Assign the correspondent annotation to each anchor.

We know that in a feature map we'll have A anchors per location (i.e. feature map's height * width * A total anchors), where these A anchors have different sizes and aspect ratios. Each one of this anchors could have an 'assigned annotation', that is the annotation that has bigger Intersection over Union (IoU) with the anchor.

So, all the anchors could have an assigned annotation, but, what we do with the anchors that are containing background and none object? That's the reason that we must provide some thresholds: one to keep only the anchors that are containing objects and one threshold to decide if the anchor is background or not. The anchors that has IoU between those threshold are ignored.

With this we can train anchors to fit the annotation and others to fit the background class. And obviously keep a centralized way to handle this behavior.

Arguments

anchors : torch.Tensor: The base anchors. They must have 4 values: x1, y1 (top left corner), x2, y2 (bottom right corner). Shape: (number of anchors, 4)
annotations : torch.Tensor: The real ground truth annotations of the image. They must have at least the same 4 values. Shape: (number of annotations, 4+)
thresholds : dict: A dict with the 'object' (float) threshold and the 'background' threshold. If the IoU between an anchor and an annotation is bigger than 'object' threshold it's selected as an object anchor, if the IoU is below the 'background' threshold is selected as a 'background' anchor.

Returns

torch.Tensor: The assigned annotations. The annotation at index i is the annotation associated to the anchor at index i. So for example, if we have the anchors tensor and we want to get the annotation to the i-th anchor we could simply take this value returned and the get i-th element too. Example: >>> assigned_annotations, *_ = Anchors.assign(anchors, annotations) >>> assigned_annotations[10] # The annotation assigned to the 10th anchor. Shape: (number of anchors, 4+) torch.Tensor: A mask that indicates which anchors are selected to be objects. torch.Tensor: A mask that indicates which anchors are selected to be background. Keep in mind that if the thresholds are not the same some anchors could not be objects nor background. torch.Tensor: The IoU of the selected anchors as objects. Obviously all of them are over the 'object' threshold.

Source code

@staticmethod
def assign(anchors, annotations, thresholds=None):
    """Assign the correspondent annotation to each anchor.

    We know that in a feature map we'll have A anchors per location (i.e. feature map's height * width * A total
    anchors), where these A anchors have different sizes and aspect ratios.
    Each one of this anchors could have an 'assigned annotation', that is the annotation that has bigger
    Intersection over Union (IoU) with the anchor.

    So, all the anchors could have an assigned annotation, but, what we do with the anchors that are containing
    background and none object? That's the reason that we must provide some thresholds: one to keep only the
    anchors that are containing objects and one threshold to decide if the anchor is background or not.
    The anchors that has IoU between those threshold are ignored.

..........

## Exercises to complete
- 1) List the arguments that the anchor assignment documentation describes for the assign method.
- 2) Please carry on with the anchor assignment documentation from the point where it stops.

## Material
..........

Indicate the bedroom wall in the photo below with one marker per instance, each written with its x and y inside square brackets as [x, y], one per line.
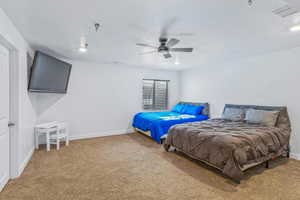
[26, 116]
[271, 79]
[102, 99]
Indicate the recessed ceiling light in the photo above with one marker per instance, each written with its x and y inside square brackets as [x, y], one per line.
[83, 45]
[295, 28]
[82, 49]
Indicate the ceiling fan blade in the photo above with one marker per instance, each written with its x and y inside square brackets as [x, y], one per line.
[145, 45]
[167, 55]
[181, 49]
[172, 42]
[149, 52]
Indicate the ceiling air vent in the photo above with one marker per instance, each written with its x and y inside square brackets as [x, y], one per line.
[285, 11]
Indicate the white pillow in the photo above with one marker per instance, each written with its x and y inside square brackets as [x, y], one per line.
[234, 114]
[268, 118]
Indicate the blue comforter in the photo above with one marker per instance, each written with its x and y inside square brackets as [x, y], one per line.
[158, 123]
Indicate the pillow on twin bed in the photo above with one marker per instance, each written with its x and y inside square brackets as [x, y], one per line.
[268, 118]
[234, 114]
[192, 110]
[178, 108]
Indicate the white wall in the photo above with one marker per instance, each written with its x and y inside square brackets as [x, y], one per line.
[102, 99]
[26, 116]
[271, 79]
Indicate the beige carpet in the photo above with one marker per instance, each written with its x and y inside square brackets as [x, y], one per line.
[134, 167]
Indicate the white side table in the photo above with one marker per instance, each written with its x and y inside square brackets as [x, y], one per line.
[45, 129]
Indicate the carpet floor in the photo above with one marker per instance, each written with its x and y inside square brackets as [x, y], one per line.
[135, 167]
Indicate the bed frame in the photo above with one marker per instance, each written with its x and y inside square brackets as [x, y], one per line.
[205, 111]
[283, 112]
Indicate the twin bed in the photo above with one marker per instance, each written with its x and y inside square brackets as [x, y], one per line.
[244, 137]
[157, 124]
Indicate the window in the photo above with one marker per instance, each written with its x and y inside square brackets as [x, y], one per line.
[155, 94]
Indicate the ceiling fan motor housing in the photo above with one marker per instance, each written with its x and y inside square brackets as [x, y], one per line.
[163, 47]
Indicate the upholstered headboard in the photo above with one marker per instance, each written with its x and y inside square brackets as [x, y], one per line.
[283, 118]
[205, 110]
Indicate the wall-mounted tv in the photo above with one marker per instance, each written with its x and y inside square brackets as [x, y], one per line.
[49, 74]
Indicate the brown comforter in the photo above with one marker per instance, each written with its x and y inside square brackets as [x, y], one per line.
[229, 145]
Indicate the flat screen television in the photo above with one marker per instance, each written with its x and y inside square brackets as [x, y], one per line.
[49, 74]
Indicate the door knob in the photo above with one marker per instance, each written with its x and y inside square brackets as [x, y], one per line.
[10, 124]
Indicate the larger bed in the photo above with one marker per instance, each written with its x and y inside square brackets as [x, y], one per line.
[233, 146]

..........

## Solved tasks
- 1) anchors, annotations, thresholds

- 2)
    With this we can train anchors to fit the annotation and others to fit the background class. And obviously
    keep a centralized way to handle this behavior.

    Arguments:
        anchors (torch.Tensor): The base anchors. They must have 4 values: x1, y1 (top left corner), x2, y2 (bottom
            right corner).
            Shape:
                (number of anchors, 4)
        annotations (torch.Tensor): The real ground truth annotations of the image. They must have at least the
            same 4 values.
            Shape:
                (number of annotations, 4+)
        thresholds (dict): A dict with the 'object' (float) threshold and the 'background' threshold.
            If the IoU between an anchor and an annotation is bigger than 'object' threshold it's selected as
            an object anchor, if the IoU is below the 'background' threshold is selected as a 'background' anchor.

    Returns:
        torch.Tensor: The assigned annotations. The annotation at index i is the annotation associated to the
            anchor at index i. So for example, if we have the anchors tensor and we want to get the annotation to
            the i-th anchor we could simply take this value returned and the get i-th element too. Example:
            >>> assigned_annotations, *_ = Anchors.assign(anchors, annotations)
            >>> assigned_annotations[10]  # The annotation assigned to the 10th anchor.
            Shape:
                (number of anchors, 4+)
        torch.Tensor: A mask that indicates which anchors are selected to be objects.
        torch.Tensor: A mask that indicates which anchors are selected to be background.
            Keep in mind that if the thresholds are not the same some anchors could not be objects nor background.
        torch.Tensor: The IoU of the selected anchors as objects. Obviously all of them are over the 'object'
            threshold.
    """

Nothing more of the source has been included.